Text section

Nuther, I'm sorry to hear about your separation from your H. You may want to read my post to Optimist about my general summary regarding coping with a separation. It's general wisdom that is espoused on this board--detachment to manage reactivity to negativity of the WAS, and self-care to take advantage of the opportunity of freedom that a separation provides for personal development.
I had to survive the "dark night of the soul" for the first five months. Daphne Kingma's book "Coming Apart" provided me direction and some clarity on what I was going thru. She identified the stages I was going thru, even though it didn't take away the pain--disbelief, self-blame, blaming the spouse, desperate negotiations, and repossession of the self. Her self-care tips were maintain your habits, rekindle old friendships, cultivate new connections, and be patient with the emotional process. This was my blueprint.
I continued my reading habits of a daily newspaper, weekly current events magazine, and a book on religion, or of professional interest. I continued my habit of exercising at least four times per week. I set goals of attending one social outing and one religious/spiritual service per week.
I experimented by attending two support groups for S/D persons. I attended two different groups to learn meditation and cultivated a growing interest in Buddhism. I joined a weekly movie group. I "dusted-off" my tennis game by playing weekly until I pulled a calf muscle. I also joined a weekly discussion group to rekindle my relationship with my church of 12 years. From these groups, I continue with the discussion group, and a meditation group.
I began having weekly phone conversations with my WAS with the intent of maintaining a friendship, but expecting us to move towards D. I contacted an attorney to put some structure around the dissolution process, and to help put some momentum on the separation process.

Data to examine

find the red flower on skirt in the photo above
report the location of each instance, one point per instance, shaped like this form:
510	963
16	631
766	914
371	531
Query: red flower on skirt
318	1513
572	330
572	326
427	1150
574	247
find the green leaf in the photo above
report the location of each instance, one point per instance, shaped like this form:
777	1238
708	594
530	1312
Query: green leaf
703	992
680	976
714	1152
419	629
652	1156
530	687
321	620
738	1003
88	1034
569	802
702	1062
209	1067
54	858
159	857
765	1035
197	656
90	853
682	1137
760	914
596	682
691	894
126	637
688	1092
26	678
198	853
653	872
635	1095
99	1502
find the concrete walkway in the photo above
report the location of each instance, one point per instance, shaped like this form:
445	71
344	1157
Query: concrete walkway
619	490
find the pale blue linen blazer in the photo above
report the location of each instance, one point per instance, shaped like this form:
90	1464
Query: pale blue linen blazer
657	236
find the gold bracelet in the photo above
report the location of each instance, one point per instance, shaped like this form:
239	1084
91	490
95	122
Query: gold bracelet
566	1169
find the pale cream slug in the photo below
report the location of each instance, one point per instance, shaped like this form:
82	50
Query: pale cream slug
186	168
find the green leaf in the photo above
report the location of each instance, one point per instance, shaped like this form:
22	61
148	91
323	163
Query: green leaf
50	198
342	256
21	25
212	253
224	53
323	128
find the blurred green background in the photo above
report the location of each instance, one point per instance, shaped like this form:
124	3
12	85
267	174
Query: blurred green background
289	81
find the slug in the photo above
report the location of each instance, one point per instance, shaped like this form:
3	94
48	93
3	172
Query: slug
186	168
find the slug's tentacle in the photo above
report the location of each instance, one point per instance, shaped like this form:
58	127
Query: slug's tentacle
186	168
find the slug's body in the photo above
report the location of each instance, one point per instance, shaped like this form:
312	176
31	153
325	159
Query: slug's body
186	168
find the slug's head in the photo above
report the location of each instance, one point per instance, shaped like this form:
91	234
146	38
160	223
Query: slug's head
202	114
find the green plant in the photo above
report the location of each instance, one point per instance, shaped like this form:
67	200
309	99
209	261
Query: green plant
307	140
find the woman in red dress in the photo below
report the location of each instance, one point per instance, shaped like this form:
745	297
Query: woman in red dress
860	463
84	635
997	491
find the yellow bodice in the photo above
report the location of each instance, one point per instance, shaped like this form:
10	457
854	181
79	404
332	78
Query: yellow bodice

Task goal
Pick up the forum post about coping with a marital separation after its last sentence and carry it on in the same voice.

Response to the task
She came home to visit and assist me with a medical procedure. I continued to be cordial to her, out of strategy since the separation agreement had not yet been signed, and out of my own desire to do no harm to her or the relationship.
We had a great time during her visit! Our friendship has always been a strength during the M. She ended-up staying for six weeks! She announced during the visit, that she did not want a D! When she left to return to Florida, she called to say how much she missed me. She's now mailing boxes of clothes back to Ohio, and will be returning soon.
I think it's about detachment, self-care, and integrity. If the LBS can work towards these, than you increase the likelihood that a WAS will miss you. If they don't miss you, you're still a better person for having invested in yourself, you won't be overly invested in whether or not they want to reconcile, and you'll be moving towards what Kingma calls the "snap" of your emotional investment towards your WAS.
How are you doing during your separation?
Concerned_Listener
CL 53 W 54 M 20 yrs. 03'-09' Separation + Old Patterns + GAL 10-14' Piecing
"The Master allows things to happen. She shapes events as they come."